* _Aim of the task_: Arrange the data starting at the line containing "the black porch" and ending at the line containing "[(120, 44)]" as a two-column CSV with the header instruction,result. Give one row per instruction and its result, with each field quoted and every line break within a field replaced by a space.

* _Entries provided_:

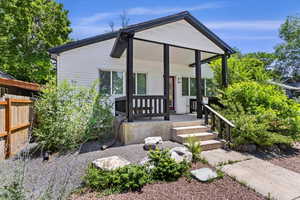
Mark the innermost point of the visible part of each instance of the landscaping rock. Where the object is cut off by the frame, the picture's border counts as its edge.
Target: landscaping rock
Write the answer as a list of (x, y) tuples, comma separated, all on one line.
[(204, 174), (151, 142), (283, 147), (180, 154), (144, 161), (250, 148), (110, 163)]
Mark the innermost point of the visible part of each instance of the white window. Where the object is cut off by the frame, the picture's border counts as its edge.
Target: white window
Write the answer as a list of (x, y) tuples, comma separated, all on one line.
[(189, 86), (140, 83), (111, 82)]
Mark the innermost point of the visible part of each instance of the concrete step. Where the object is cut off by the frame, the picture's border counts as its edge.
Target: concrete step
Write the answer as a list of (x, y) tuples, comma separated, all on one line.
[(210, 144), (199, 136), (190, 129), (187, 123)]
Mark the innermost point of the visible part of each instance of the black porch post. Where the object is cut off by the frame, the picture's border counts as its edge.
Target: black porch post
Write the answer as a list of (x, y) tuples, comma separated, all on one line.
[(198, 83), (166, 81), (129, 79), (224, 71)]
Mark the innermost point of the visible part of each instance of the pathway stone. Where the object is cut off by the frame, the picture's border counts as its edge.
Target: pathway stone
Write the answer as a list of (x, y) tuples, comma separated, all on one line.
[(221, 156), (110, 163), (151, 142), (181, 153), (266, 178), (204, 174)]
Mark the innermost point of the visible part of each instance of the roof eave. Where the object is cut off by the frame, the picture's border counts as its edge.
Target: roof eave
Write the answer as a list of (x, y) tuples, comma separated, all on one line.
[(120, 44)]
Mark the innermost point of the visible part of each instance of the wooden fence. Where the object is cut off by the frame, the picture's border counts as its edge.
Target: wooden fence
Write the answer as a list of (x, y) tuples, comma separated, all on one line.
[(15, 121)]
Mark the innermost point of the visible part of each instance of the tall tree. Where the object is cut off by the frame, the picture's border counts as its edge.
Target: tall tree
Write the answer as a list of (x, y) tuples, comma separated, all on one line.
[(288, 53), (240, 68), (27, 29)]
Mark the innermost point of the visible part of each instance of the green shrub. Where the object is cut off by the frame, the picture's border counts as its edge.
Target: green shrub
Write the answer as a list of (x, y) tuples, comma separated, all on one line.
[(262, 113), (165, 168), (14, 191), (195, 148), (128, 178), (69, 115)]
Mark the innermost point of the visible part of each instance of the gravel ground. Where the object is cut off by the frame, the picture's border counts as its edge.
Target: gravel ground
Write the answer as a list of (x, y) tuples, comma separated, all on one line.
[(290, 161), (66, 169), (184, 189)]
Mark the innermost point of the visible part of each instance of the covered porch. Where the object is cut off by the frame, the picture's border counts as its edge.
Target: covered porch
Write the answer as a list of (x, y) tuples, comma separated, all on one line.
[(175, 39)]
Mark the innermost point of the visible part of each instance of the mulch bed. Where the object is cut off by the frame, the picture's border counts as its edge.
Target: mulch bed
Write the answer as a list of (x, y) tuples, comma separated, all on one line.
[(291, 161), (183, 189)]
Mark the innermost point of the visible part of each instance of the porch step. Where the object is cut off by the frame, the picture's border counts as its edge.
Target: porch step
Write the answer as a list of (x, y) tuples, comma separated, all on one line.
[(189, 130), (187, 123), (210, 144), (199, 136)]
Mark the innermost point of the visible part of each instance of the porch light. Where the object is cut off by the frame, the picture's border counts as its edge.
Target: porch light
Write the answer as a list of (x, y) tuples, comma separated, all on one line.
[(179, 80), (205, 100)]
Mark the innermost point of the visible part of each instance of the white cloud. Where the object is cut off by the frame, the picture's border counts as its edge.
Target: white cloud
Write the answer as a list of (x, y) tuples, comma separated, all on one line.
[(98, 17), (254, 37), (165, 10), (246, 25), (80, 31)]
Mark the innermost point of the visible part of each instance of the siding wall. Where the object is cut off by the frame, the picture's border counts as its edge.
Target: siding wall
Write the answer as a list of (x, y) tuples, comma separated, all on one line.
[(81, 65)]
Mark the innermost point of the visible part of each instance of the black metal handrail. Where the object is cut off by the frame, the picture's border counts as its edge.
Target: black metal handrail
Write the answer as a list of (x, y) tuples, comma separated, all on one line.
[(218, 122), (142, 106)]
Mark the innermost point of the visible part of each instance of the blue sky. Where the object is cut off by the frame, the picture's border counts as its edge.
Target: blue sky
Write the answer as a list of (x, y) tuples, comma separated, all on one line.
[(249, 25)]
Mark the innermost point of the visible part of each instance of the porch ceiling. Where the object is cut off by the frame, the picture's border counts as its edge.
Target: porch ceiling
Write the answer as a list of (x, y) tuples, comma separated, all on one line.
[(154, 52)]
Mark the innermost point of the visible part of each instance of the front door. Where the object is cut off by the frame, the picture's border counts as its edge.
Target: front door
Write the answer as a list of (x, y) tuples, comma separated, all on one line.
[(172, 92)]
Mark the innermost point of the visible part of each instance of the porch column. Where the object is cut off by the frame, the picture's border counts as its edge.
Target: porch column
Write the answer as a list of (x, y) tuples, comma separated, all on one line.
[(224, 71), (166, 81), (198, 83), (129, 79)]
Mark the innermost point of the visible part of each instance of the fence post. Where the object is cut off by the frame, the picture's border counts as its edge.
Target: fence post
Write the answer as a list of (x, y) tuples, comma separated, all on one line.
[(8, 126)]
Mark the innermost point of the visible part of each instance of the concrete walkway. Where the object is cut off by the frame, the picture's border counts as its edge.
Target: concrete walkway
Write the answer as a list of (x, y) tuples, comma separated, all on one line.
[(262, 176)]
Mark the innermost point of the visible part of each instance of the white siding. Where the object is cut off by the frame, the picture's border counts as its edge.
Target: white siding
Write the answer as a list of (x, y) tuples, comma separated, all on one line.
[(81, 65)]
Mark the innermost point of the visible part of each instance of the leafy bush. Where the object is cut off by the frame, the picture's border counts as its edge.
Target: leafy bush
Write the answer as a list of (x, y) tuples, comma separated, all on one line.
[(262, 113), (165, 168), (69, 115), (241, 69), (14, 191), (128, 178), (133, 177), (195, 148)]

==

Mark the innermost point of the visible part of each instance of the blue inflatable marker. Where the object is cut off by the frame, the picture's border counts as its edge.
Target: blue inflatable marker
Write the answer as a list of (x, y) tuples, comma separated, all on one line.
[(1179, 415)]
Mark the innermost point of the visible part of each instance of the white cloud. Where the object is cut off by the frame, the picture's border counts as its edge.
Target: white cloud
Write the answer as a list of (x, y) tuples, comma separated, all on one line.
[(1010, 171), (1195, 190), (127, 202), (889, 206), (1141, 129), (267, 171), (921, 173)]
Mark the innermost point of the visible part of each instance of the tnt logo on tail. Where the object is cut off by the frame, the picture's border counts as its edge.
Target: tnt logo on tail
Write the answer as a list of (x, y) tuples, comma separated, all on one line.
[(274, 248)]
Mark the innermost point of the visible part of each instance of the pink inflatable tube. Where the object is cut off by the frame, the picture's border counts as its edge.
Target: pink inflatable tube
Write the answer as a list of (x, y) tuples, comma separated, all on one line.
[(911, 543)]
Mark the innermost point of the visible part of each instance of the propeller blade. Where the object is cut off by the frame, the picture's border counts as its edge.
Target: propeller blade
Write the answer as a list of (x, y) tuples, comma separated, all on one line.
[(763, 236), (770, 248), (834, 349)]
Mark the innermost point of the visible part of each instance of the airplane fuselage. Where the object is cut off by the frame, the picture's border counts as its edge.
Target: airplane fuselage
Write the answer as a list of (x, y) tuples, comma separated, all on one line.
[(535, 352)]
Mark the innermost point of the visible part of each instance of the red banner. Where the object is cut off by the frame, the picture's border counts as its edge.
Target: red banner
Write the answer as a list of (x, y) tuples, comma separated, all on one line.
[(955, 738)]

* _Solution for this problem_:
instruction,result
"Mark the innermost point of the visible part of each instance of the black porch post. Where the object is cut off by the frame, the picture's border counts as its edge. Target: black porch post Write the answer as a list of (x, y) tuples, comma separated, all on one line.","[(198, 83), (166, 81), (129, 79), (224, 71)]"
"Mark the innermost point of the visible part of each instance of the pathway stone. Where the object is cut off by the frame, the picture's border counts as its edge. Target: pathway stone Write the answer as a list of (x, y) tuples, comma separated, all on one line.","[(221, 156), (110, 163), (151, 142), (181, 153), (266, 178), (204, 174)]"
"Mark the innermost point of the visible part of each instance of the roof eave. Where the object is cut off by the frame, the picture's border counts as its edge. Target: roof eave Write the answer as a list of (x, y) tuples, comma separated, all on one line.","[(120, 44)]"